TASK STATEMENT: Report every line of the entries below that contains the string "glass", treating uppercase and lowercase as different.

##### RECORDS FOR PROCESSING

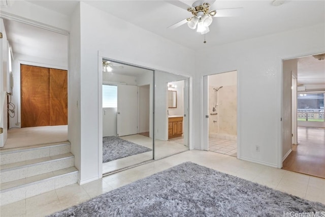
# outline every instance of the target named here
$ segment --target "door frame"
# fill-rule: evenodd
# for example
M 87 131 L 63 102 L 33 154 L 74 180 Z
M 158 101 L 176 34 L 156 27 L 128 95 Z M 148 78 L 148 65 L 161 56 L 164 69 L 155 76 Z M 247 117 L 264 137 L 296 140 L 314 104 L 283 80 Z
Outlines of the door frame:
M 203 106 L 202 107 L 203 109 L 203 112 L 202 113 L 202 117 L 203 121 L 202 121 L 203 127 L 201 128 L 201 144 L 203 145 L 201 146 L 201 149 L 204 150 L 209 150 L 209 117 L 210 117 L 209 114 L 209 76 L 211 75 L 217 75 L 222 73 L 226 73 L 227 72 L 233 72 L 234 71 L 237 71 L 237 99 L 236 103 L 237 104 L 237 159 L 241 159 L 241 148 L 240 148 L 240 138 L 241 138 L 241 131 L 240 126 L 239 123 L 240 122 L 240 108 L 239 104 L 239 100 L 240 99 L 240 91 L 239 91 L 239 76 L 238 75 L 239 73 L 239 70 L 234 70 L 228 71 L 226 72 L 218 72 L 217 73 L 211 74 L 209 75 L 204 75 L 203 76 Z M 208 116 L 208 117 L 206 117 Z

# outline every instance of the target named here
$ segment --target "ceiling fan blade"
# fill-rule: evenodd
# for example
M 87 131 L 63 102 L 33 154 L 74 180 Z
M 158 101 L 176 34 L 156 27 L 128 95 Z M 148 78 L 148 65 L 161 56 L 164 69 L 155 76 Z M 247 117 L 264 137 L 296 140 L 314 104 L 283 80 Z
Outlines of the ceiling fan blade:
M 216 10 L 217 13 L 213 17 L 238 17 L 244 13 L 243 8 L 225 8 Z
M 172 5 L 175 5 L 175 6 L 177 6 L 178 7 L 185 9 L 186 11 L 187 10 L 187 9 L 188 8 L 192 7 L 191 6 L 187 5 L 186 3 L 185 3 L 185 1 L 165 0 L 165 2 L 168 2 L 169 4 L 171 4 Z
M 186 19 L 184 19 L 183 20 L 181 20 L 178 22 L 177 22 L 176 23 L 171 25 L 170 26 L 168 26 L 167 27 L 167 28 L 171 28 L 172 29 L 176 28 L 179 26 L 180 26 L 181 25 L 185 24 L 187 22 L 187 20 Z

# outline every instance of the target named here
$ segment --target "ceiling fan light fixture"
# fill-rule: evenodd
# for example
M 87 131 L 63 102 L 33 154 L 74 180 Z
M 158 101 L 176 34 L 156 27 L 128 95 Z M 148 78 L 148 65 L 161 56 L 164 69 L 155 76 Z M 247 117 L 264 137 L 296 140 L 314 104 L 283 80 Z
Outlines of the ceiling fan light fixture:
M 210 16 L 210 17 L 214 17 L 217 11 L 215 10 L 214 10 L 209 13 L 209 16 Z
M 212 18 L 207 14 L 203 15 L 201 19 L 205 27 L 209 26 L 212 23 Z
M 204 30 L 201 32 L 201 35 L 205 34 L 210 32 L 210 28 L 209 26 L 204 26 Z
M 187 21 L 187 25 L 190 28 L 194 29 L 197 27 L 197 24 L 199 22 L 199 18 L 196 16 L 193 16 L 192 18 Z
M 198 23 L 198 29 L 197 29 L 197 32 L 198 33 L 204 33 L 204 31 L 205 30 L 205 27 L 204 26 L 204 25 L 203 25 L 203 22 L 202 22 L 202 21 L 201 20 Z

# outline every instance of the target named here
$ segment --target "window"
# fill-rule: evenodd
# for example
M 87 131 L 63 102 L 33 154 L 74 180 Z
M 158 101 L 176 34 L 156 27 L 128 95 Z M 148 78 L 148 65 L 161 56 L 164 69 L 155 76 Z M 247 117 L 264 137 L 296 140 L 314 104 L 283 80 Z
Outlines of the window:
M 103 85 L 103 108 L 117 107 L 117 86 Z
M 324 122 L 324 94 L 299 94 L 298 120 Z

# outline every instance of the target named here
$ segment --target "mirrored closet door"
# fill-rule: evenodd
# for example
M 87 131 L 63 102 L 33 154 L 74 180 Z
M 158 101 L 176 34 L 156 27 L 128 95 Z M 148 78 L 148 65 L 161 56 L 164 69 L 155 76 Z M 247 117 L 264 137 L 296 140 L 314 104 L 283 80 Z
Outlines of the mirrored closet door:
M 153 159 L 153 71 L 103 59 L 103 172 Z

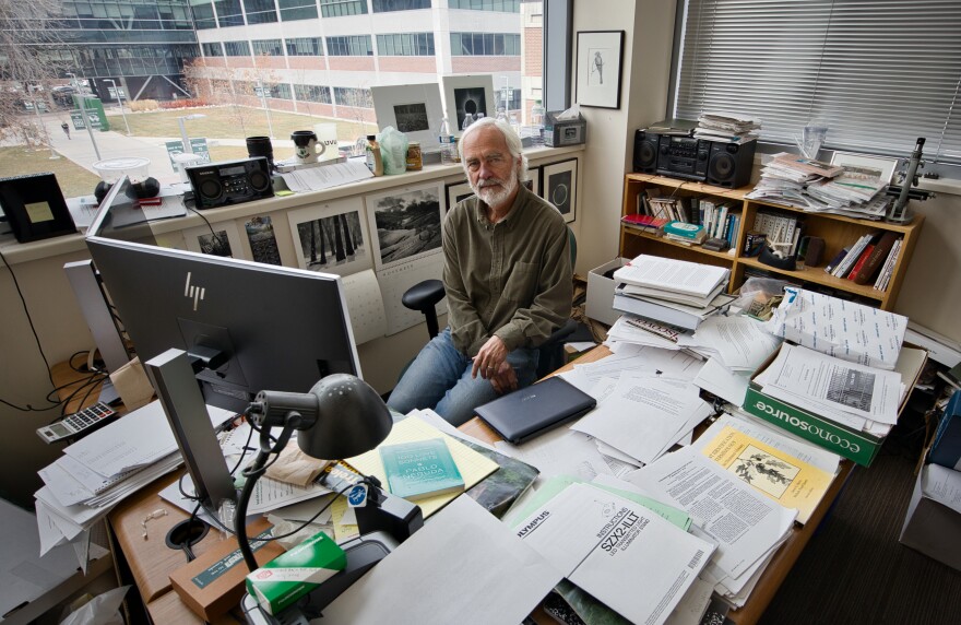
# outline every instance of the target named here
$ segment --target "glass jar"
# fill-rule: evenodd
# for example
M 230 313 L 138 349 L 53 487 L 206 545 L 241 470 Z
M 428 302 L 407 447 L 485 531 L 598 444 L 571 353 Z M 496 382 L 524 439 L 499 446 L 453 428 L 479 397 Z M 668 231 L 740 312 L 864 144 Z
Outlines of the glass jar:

##########

RESPONSE:
$ segment --target "glass jar"
Outlines of the glass jar:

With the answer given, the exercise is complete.